WORK INSTRUCTION. Take the line that contains "Can you see the straw" and every line after it in the material below, and quote them exactly.

··· EXERCISE DATA

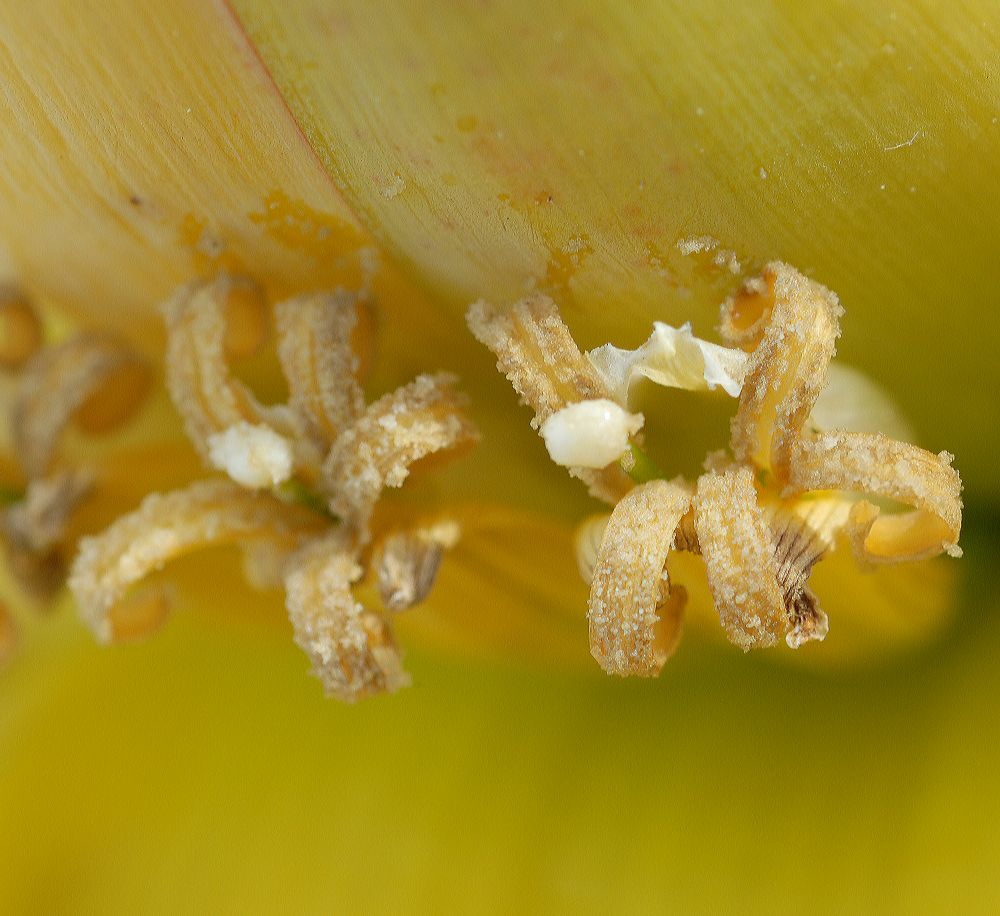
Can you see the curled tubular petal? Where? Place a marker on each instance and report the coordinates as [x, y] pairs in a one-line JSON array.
[[744, 315], [634, 624], [406, 563], [739, 555], [167, 526], [410, 423], [20, 329], [787, 370], [314, 346], [201, 386], [89, 378], [883, 467], [537, 354], [352, 649]]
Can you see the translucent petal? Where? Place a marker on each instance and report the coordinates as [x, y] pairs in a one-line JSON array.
[[673, 357], [90, 378], [874, 464]]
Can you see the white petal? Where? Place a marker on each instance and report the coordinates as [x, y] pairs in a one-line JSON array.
[[673, 357], [589, 434], [252, 455]]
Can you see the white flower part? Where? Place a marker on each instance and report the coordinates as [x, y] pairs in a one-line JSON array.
[[589, 434], [253, 455], [672, 357], [852, 401]]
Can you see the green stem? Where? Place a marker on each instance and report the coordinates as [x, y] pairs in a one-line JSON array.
[[298, 492], [10, 495], [644, 469]]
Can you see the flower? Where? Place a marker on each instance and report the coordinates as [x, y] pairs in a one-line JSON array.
[[760, 540], [479, 149]]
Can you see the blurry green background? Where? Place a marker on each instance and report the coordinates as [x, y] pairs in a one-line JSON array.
[[202, 771]]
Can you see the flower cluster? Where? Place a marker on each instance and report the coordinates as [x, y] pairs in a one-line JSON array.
[[302, 482], [763, 514]]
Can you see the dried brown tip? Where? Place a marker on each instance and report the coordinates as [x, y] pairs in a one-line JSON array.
[[205, 393], [90, 379], [20, 329], [740, 559], [787, 370], [167, 526], [411, 423], [634, 626], [802, 533], [538, 355], [407, 562], [885, 468], [34, 532], [319, 361], [352, 650]]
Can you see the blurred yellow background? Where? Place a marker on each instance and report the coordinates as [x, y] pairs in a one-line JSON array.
[[201, 771]]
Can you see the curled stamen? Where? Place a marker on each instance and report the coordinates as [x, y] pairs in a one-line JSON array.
[[352, 650], [167, 526], [787, 370], [201, 386], [20, 329], [536, 352], [740, 559], [875, 464], [314, 346], [406, 563], [90, 379], [411, 423], [635, 622]]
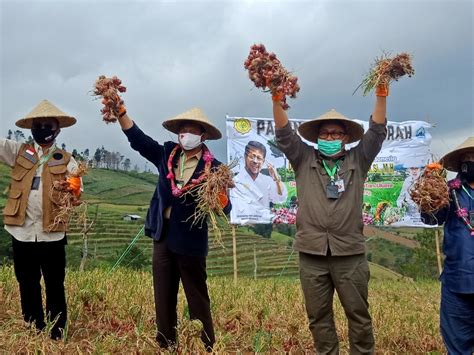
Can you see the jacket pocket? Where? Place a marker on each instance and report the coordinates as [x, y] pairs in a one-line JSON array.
[[13, 203], [58, 169], [19, 172]]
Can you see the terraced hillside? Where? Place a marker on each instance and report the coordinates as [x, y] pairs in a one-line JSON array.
[[256, 256], [118, 193]]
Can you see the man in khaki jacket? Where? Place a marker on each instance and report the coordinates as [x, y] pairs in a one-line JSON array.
[[38, 243], [329, 238]]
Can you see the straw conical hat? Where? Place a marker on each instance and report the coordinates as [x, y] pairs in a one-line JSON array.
[[310, 130], [195, 115], [46, 109], [452, 160]]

······

SOLUTION FOR THIS EXERCISE.
Can you see the straw conical hat? Where? Place a marker on each instance and report the coordinates as [x, y] pairs in a one-line JSON array.
[[310, 130], [195, 115], [46, 109], [452, 160]]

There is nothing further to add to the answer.